• Task objective
Output exactly the line containing "Format each detection" and each line after it through the last line of the records, and nothing else.
START Dataset
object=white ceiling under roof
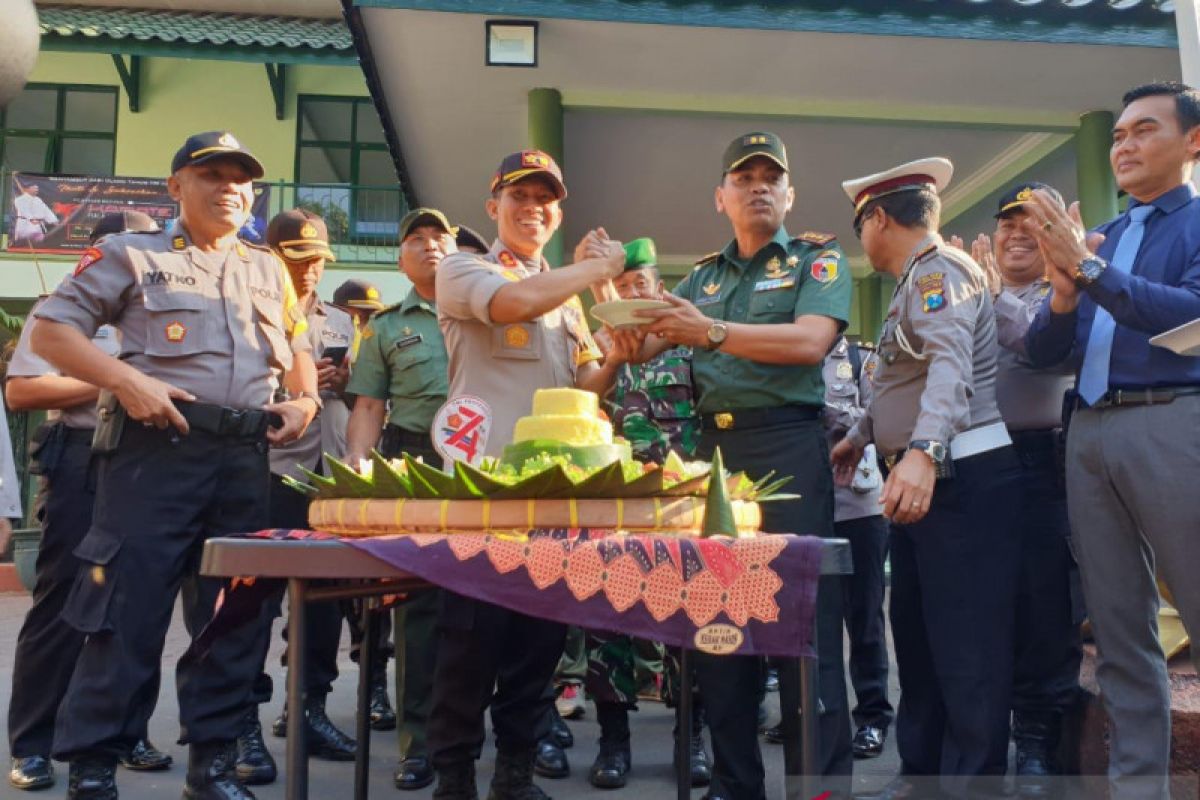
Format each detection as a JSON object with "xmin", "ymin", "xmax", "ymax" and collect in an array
[
  {"xmin": 357, "ymin": 7, "xmax": 1180, "ymax": 268},
  {"xmin": 35, "ymin": 0, "xmax": 342, "ymax": 19}
]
END Dataset
• Solution to the problem
Format each detection as a JSON object with "xmin", "ymin", "xmax", "ymax" and collect in an array
[
  {"xmin": 357, "ymin": 7, "xmax": 1180, "ymax": 268},
  {"xmin": 35, "ymin": 0, "xmax": 342, "ymax": 19}
]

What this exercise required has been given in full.